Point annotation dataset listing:
———

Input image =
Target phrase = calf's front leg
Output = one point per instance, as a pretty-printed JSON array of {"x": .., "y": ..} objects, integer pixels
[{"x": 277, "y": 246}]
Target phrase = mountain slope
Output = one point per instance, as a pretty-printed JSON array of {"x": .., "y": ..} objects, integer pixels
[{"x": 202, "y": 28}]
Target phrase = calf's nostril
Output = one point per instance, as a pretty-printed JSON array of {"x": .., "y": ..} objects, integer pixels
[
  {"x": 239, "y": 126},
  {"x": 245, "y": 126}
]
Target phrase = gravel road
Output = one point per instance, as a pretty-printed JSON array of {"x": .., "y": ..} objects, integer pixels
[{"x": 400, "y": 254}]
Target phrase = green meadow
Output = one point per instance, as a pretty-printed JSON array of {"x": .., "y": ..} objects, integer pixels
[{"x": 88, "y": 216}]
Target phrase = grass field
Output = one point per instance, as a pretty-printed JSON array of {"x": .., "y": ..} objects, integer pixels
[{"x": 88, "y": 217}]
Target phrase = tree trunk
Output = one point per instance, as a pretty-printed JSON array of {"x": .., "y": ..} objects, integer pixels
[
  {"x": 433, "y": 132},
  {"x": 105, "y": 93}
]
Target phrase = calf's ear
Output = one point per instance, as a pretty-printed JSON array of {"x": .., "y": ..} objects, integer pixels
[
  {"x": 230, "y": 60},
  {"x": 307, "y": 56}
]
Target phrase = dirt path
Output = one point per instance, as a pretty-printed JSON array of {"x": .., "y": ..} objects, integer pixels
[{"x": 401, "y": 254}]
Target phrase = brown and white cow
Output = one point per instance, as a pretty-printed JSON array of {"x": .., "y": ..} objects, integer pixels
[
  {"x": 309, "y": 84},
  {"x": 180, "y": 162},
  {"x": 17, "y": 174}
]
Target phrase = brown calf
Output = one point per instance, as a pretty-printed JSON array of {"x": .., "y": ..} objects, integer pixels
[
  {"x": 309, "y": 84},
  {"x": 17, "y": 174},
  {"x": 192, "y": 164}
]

———

**What to produce:** Rewrite the listing above, replacing every occurrence of "Target phrase" with "Query phrase" and leaving all other text unchanged.

**Task solution:**
Input image =
Query phrase = calf's front leg
Output = one point per instance, as a pretty-printed JSON array of {"x": .., "y": ..} objects, integer pixels
[{"x": 277, "y": 246}]
Query phrase = mountain slope
Output = one point per instance, as a pretty-printed JSON array of {"x": .., "y": ..} objects, integer pixels
[{"x": 202, "y": 28}]
Query phrase = calf's nostril
Output = one point per instance, as a pretty-printed JSON array of {"x": .., "y": ..} objects, integer pixels
[
  {"x": 239, "y": 126},
  {"x": 245, "y": 126}
]
Query phrase = gravel road
Output = one point per instance, as a pretty-printed JSON array of {"x": .., "y": ..} objects, integer pixels
[{"x": 400, "y": 254}]
Query phrase = green meadow
Output = one point per instance, as a pretty-printed JSON array of {"x": .., "y": ..} objects, integer pixels
[{"x": 88, "y": 216}]
Query phrase = grass field
Output = one point per instance, as a pretty-printed JSON array of {"x": .., "y": ..} objects, integer pixels
[{"x": 88, "y": 217}]
Query phrase = tree trunk
Output = one point per instance, as a pretty-printed JSON array of {"x": .., "y": ..} objects, integer pixels
[
  {"x": 433, "y": 132},
  {"x": 105, "y": 93}
]
Query phrase = calf's ear
Output = one point per instance, as a pretty-printed JSON array of {"x": .., "y": ..} objects, integer pixels
[
  {"x": 230, "y": 60},
  {"x": 307, "y": 56}
]
Query phrase = dirt path
Output = one point per instance, as a pretty-printed JSON array of {"x": .., "y": ..} objects, integer pixels
[{"x": 401, "y": 254}]
Query phrase = brown and white cow
Output = one point per instance, as a pretty-printed JSON array of {"x": .., "y": ..} objects, integer pixels
[
  {"x": 309, "y": 84},
  {"x": 180, "y": 162},
  {"x": 17, "y": 174}
]
Query phrase = brown calf
Output = one point per instance, as a pretty-printed JSON array of {"x": .., "y": ..} objects, integer pixels
[
  {"x": 309, "y": 84},
  {"x": 17, "y": 174},
  {"x": 192, "y": 164}
]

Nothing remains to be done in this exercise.